ECO-GNN: Signoff Power Prediction Using Graph Neural Networks with Subgraph Approximation

Abstract

Modern electronic design automation flows depend on both implementation and signoff tools to perform timing-constrained power optimization through Engineering Change Orders (ECOs), which involve gate sizing and threshold-voltage ( V th )-assignment of standard cells. However, the signoff ECO optimization is highly time-consuming, and the power improvement is hard to predict in advance. Ever since the industrial benchmarks released by the ISPD-2012 gate-sizing contest, active research has been conducted extensively to improve the optimization process. Nonetheless, previous works were mostly based on heuristics or analytical methods whose timing models were oversimplified and lacked of formal validations from commercial signoff tools. In this article, we propose ECO-graph neural networks (GNN), a transferable graph-learning-based framework, which harnesses GNNs to perform commercial-quality signoff power optimization through discrete ( V th -assignment. One of the highlights of our framework is that it generates tool-accurate optimization results instantly on unseen netlists that are not utilized in the training process. Furthermore, we propose a subgraph approximation technique to improve training and inferencing time of the proposed GNN model. We show that design instances with non-overlapping subgraphs can be optimized in parallel so as to improve the inference time of the learning-based model. Finally, we implement a GNN-based explanation method to interpret the optimization results achieved by our framework. Experimental results on 14 industrial designs, including a RISC-V-based multi-core system and the renowned ISPD-2012 benchmarks, demonstrate that our framework achieves up to 14× runtime improvement with similar signoff power optimization quality compared with Synopsys PrimeTime , an industry-leading signoff tool.

▶ Task brief:
Answer from the abstract above:
(a) Which contest released the industrial benchmarks mentioned?
(b) How many industrial designs were used in the experiments?
(c) What signoff tool is the framework compared against?

▶ Dataset records:
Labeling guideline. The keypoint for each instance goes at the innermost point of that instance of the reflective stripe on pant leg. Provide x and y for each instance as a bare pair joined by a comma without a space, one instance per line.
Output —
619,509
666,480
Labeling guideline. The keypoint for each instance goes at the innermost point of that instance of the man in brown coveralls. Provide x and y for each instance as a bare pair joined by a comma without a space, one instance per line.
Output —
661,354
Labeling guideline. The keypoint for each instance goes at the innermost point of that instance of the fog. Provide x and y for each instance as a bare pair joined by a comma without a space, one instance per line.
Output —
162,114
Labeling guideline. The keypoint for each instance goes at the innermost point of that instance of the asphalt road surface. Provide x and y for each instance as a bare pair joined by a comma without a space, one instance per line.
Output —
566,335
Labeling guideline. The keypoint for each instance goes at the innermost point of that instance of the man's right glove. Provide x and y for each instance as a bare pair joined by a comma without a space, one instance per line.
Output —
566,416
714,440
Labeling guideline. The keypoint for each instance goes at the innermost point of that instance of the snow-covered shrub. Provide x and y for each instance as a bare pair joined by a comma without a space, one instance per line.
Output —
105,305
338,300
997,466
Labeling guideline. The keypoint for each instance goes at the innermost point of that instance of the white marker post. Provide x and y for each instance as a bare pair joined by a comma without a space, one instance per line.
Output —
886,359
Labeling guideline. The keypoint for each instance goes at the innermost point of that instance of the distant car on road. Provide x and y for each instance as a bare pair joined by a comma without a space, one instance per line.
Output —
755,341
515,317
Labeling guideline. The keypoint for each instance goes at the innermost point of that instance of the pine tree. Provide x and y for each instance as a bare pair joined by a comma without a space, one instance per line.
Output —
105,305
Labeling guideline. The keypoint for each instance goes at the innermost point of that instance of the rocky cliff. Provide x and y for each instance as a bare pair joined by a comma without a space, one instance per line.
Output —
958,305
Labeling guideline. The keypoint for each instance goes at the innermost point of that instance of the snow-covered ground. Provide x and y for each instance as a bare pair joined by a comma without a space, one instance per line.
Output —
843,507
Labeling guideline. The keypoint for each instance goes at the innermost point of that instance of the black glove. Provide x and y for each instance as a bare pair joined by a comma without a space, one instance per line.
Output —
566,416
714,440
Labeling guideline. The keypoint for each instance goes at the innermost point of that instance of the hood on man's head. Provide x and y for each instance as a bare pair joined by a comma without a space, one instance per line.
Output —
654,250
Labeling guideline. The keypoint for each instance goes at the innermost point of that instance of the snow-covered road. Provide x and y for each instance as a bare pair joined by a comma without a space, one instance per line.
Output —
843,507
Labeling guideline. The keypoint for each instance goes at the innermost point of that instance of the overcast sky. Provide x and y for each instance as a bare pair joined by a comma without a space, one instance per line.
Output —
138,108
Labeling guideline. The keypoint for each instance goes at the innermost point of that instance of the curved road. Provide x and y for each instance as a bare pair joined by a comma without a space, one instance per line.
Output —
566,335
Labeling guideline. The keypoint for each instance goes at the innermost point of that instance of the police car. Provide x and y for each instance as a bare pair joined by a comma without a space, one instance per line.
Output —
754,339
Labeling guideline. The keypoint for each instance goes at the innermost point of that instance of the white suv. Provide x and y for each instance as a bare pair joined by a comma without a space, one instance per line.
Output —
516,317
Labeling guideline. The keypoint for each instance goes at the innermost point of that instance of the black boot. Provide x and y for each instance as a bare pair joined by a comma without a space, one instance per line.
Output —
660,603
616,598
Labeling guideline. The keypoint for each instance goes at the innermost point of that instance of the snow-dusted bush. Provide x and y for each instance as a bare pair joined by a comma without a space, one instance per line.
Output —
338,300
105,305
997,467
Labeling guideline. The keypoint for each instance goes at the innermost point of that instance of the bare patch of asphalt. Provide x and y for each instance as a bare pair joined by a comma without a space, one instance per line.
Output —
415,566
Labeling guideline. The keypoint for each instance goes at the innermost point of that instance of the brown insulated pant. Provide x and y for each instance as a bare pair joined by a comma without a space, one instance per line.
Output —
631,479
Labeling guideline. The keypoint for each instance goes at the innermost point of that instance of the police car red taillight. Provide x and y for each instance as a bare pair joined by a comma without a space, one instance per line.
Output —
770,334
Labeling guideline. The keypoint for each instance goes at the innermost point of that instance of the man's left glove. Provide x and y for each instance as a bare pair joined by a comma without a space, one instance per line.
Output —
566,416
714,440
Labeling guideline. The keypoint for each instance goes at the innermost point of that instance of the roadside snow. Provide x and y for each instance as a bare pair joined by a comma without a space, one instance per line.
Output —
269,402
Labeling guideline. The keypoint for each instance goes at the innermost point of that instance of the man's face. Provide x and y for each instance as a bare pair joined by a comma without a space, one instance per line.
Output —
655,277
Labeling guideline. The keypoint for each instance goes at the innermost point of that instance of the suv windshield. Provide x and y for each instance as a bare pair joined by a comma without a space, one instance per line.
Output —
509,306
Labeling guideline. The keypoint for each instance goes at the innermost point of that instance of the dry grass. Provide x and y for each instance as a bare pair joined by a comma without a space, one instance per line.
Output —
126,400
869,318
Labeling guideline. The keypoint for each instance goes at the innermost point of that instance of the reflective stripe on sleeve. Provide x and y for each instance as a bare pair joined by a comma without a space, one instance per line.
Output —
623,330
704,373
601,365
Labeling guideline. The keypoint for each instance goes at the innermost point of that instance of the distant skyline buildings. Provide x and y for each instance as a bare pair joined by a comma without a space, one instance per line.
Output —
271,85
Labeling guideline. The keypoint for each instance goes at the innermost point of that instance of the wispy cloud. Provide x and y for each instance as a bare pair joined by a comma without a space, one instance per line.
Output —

▶ Task output:
(a) The ISPD-2012 gate-sizing contest
(b) 14
(c) Synopsys PrimeTime